- OBIETTIVO: Riscrivi tutte le righe dei record seguenti, richieste comprese, diminuendo di 70 ogni numero delle coordinate dei punti. Ometti le immagini.

Record del dataset
══════════════════════════════

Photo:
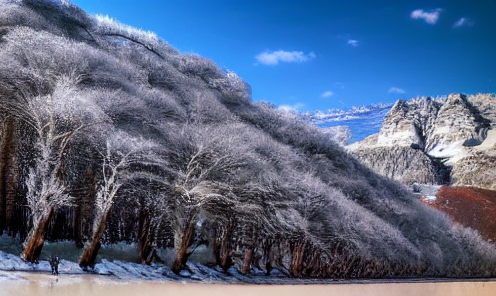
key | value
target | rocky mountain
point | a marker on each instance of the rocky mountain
(448, 140)
(110, 135)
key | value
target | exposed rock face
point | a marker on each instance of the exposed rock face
(401, 163)
(408, 122)
(478, 169)
(457, 121)
(423, 139)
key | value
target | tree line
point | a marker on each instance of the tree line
(108, 131)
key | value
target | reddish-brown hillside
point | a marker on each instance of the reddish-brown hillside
(471, 207)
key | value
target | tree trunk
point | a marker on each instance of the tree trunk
(247, 261)
(296, 266)
(185, 238)
(36, 238)
(6, 146)
(88, 258)
(147, 251)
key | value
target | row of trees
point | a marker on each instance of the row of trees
(173, 146)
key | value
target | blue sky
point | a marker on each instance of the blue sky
(317, 54)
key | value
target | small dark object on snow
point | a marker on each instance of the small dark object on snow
(54, 263)
(416, 188)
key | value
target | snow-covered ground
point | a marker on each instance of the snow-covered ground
(120, 262)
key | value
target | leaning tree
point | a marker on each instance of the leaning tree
(53, 119)
(122, 158)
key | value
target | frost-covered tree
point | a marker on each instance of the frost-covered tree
(55, 119)
(121, 152)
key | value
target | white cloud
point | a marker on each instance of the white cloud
(463, 22)
(430, 17)
(291, 108)
(396, 90)
(274, 57)
(353, 42)
(327, 94)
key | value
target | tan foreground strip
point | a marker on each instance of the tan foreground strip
(42, 284)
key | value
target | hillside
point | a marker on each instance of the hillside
(471, 207)
(108, 134)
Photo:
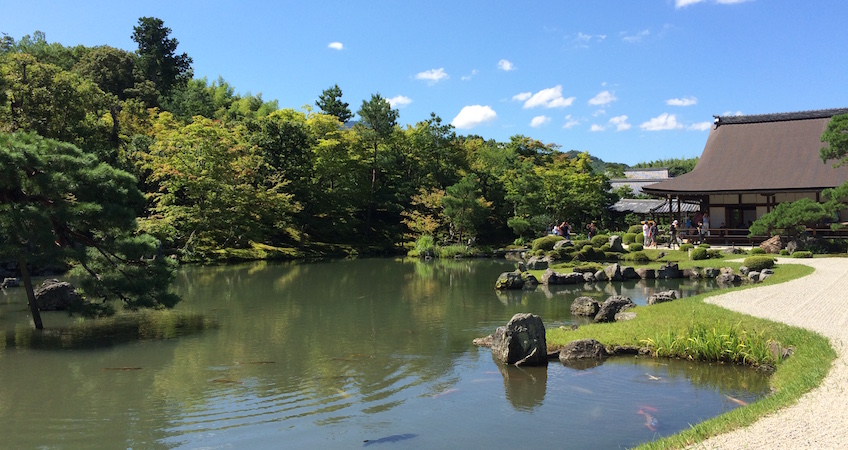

══════════════════════════════

- RISPOSTA:
Photo:
key | value
target | rocky mountain
point | a marker on each instance of the rocky mountain
(378, 70)
(40, 65)
key | value
target | exposed rock face
point | a marker on each instance of the exposed rock face
(331, 93)
(338, 52)
(408, 99)
(387, 51)
(353, 69)
key | value
target | tree line
point | a marker on each instance of the tree line
(38, 61)
key | value
target | reddish-brown hillside
point | a marker on each instance of the reddish-brown hillside
(401, 137)
key | value
target | tree trunk
point | a marker on each instance of the tree trunk
(177, 191)
(226, 196)
(115, 168)
(-34, 168)
(-64, 76)
(18, 188)
(77, 181)
key | value
target | row of trees
point | a marker on each instance of the row of trees
(103, 76)
key | value
target | blue sky
point | a marker on each instance of the blue sky
(247, -16)
key | value
target | small dark object on snow
point | a marker on each instance of the small dark object on snow
(-16, 193)
(346, 118)
key | value
target | snow-covered ground
point | a marker on each instance of the snow-covered ground
(50, 192)
key | value
target | leaning tree
point | a marker on each instance of the leaning tree
(-17, 49)
(52, 88)
key | value
target | frost-covered tree
point | a marker on each instance of the frost-covered tree
(-15, 49)
(51, 82)
key | value
target | white cloud
point | a marker on each instance of the white cloud
(393, -48)
(360, -53)
(221, 38)
(326, 20)
(204, -13)
(283, -28)
(257, 24)
key | value
target | tan foreground strip
point | a marker on each instance of the tan foreground strip
(-28, 214)
key | value
target | hillside
point | a marker on each instance of the hillside
(401, 137)
(38, 64)
Photo:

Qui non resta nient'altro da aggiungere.